> Set task
Please rescale the listing from the line containing "Could you point to the shrub" through the end of the listing, writing out every line again, requests included. Multiply each coordinate in the answer points by 0.85 and round to whole numbers, halves up, leaving the requests and their sample coordinates unchanged.

> Data for this task
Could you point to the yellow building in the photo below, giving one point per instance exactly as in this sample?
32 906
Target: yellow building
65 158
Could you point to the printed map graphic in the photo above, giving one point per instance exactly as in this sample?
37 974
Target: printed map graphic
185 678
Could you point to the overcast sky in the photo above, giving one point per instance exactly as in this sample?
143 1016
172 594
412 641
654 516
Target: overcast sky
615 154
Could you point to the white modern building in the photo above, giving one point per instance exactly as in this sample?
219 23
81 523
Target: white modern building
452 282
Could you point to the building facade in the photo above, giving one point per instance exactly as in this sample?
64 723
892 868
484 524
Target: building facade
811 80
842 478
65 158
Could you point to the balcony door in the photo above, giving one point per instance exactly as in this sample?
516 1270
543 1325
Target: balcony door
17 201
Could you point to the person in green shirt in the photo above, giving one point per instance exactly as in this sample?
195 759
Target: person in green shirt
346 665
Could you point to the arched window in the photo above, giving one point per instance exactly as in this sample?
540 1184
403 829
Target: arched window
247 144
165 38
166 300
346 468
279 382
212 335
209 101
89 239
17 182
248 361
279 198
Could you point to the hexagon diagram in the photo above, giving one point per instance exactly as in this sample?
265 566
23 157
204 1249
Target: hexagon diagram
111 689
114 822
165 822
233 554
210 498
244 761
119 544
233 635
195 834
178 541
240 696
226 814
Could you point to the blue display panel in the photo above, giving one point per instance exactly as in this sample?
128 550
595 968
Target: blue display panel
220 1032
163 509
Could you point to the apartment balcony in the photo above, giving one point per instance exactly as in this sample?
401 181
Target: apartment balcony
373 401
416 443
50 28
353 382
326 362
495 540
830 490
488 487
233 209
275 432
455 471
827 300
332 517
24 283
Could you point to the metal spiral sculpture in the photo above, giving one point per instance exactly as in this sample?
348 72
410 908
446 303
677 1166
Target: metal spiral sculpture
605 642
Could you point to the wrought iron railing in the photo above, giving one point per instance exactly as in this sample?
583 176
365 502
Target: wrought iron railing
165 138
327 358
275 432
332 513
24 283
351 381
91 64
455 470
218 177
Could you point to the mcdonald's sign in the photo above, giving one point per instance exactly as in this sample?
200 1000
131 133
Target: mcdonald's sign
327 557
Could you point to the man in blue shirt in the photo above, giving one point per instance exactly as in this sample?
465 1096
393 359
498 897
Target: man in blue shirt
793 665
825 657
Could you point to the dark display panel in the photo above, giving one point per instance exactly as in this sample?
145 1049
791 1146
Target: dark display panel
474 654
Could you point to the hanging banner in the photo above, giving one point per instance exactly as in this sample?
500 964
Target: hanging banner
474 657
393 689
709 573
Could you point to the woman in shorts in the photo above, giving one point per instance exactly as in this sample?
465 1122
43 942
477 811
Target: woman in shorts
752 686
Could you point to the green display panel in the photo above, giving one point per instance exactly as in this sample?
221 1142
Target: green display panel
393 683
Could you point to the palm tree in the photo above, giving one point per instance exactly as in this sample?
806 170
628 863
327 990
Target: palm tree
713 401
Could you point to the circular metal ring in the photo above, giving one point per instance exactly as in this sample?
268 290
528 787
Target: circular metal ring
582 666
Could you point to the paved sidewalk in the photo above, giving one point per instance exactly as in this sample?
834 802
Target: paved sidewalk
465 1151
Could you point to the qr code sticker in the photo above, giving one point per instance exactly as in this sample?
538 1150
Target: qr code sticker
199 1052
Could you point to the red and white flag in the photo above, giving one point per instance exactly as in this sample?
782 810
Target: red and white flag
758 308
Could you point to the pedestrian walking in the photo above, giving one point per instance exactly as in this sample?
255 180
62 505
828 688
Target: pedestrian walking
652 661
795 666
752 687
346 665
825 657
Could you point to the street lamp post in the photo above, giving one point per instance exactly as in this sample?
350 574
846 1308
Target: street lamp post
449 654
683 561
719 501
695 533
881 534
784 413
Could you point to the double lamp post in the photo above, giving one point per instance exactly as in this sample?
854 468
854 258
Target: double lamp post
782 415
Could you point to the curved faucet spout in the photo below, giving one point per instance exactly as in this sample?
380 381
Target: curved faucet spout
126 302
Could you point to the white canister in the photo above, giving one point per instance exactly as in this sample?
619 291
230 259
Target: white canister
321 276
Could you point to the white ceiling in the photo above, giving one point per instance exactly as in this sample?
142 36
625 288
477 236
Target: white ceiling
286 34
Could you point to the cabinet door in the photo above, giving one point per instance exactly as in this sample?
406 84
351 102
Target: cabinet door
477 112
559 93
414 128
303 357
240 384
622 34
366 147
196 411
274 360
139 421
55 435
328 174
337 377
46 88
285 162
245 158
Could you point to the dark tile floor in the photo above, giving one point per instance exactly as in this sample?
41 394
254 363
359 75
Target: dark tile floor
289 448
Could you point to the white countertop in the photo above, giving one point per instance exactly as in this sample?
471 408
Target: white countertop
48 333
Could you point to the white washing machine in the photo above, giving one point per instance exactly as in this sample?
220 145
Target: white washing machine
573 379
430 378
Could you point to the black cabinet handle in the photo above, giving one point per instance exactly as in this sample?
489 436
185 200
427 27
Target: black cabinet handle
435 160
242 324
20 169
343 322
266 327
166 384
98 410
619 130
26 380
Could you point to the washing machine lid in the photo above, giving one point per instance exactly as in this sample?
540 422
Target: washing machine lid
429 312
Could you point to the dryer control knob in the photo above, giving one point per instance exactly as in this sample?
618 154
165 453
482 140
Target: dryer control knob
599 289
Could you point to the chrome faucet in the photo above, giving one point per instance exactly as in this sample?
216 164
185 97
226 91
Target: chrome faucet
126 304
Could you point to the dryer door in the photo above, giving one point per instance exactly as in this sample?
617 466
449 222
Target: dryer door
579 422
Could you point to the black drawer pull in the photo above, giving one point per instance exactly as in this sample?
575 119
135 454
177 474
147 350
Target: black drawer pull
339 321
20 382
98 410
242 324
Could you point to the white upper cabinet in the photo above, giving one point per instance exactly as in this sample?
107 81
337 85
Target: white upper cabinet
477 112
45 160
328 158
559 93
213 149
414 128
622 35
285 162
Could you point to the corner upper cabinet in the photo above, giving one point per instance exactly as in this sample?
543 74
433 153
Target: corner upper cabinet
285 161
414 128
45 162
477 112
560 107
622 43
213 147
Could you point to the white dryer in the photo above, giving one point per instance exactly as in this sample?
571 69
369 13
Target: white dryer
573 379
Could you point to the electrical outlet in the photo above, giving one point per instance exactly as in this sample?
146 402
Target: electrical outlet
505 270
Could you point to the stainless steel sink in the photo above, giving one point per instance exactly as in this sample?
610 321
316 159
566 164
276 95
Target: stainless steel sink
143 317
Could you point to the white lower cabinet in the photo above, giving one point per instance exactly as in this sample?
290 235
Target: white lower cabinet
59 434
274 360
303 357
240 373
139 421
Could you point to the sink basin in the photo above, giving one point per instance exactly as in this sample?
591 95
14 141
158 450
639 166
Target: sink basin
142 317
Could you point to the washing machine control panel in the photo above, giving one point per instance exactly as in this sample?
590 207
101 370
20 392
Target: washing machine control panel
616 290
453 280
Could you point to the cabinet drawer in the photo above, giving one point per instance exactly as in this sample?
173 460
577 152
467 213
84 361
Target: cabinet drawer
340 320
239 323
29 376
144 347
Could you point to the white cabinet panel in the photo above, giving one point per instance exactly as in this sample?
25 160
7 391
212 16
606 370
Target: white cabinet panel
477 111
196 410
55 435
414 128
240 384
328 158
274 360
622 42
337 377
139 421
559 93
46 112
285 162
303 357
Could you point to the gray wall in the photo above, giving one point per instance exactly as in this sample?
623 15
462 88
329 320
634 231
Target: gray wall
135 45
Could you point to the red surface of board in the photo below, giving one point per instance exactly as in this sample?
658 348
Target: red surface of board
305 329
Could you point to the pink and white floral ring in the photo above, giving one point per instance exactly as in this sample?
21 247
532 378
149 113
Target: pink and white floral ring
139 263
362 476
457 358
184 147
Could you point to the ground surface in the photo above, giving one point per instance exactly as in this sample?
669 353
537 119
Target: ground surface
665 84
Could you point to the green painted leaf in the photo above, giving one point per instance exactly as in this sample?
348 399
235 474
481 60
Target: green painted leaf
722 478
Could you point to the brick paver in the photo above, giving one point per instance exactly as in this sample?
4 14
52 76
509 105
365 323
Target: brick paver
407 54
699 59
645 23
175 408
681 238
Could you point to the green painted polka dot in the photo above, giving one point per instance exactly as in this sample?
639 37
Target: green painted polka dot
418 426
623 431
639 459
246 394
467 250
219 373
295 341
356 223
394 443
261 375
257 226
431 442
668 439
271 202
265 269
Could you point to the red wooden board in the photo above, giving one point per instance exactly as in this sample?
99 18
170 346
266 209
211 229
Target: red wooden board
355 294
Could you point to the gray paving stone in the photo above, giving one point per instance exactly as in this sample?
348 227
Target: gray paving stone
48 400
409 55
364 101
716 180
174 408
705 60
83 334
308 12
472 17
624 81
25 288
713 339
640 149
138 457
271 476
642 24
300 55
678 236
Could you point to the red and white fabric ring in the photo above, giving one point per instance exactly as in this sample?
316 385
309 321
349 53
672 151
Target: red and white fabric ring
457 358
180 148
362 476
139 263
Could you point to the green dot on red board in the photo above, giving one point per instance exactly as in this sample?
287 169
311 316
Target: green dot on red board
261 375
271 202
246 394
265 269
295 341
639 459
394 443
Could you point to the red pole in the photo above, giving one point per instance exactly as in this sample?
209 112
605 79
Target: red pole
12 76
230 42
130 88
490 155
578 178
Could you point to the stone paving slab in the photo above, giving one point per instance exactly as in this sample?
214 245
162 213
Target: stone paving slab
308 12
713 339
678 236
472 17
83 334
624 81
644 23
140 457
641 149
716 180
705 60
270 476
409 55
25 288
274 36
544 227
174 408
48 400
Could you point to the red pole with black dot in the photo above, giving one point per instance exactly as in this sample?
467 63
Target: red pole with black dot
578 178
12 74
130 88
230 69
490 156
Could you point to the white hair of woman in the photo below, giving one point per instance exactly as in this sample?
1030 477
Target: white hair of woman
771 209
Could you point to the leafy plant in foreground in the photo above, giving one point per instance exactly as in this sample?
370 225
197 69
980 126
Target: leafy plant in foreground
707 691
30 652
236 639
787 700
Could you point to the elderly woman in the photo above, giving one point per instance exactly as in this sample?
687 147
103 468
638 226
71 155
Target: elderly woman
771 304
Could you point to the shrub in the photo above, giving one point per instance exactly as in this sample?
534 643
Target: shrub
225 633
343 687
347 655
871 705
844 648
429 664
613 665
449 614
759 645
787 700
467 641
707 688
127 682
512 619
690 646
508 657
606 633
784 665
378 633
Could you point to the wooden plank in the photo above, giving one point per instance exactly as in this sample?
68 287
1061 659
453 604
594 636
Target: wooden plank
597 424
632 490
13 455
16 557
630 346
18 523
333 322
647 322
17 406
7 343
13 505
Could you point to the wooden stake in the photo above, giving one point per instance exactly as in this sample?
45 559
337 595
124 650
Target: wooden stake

> Answer
Could you point to the shrub in the photo above, giving one point per instance exactly as in this sample?
534 643
Target: shrub
191 538
292 584
295 557
740 599
717 551
365 564
521 565
382 522
645 548
669 595
397 545
601 585
108 580
435 526
587 549
432 558
515 538
666 565
321 538
Could you point to the wooden plank in the photo above, giving one point per instance exactly as in this sample?
68 287
1061 659
453 604
594 636
Target: wooden plank
507 360
537 417
11 387
14 473
536 294
15 445
283 274
550 274
14 345
6 292
11 429
Could you point to the wooden stake in the photo above, giving one point per instance exactly as in this sample?
45 559
337 595
124 650
Target: wooden stake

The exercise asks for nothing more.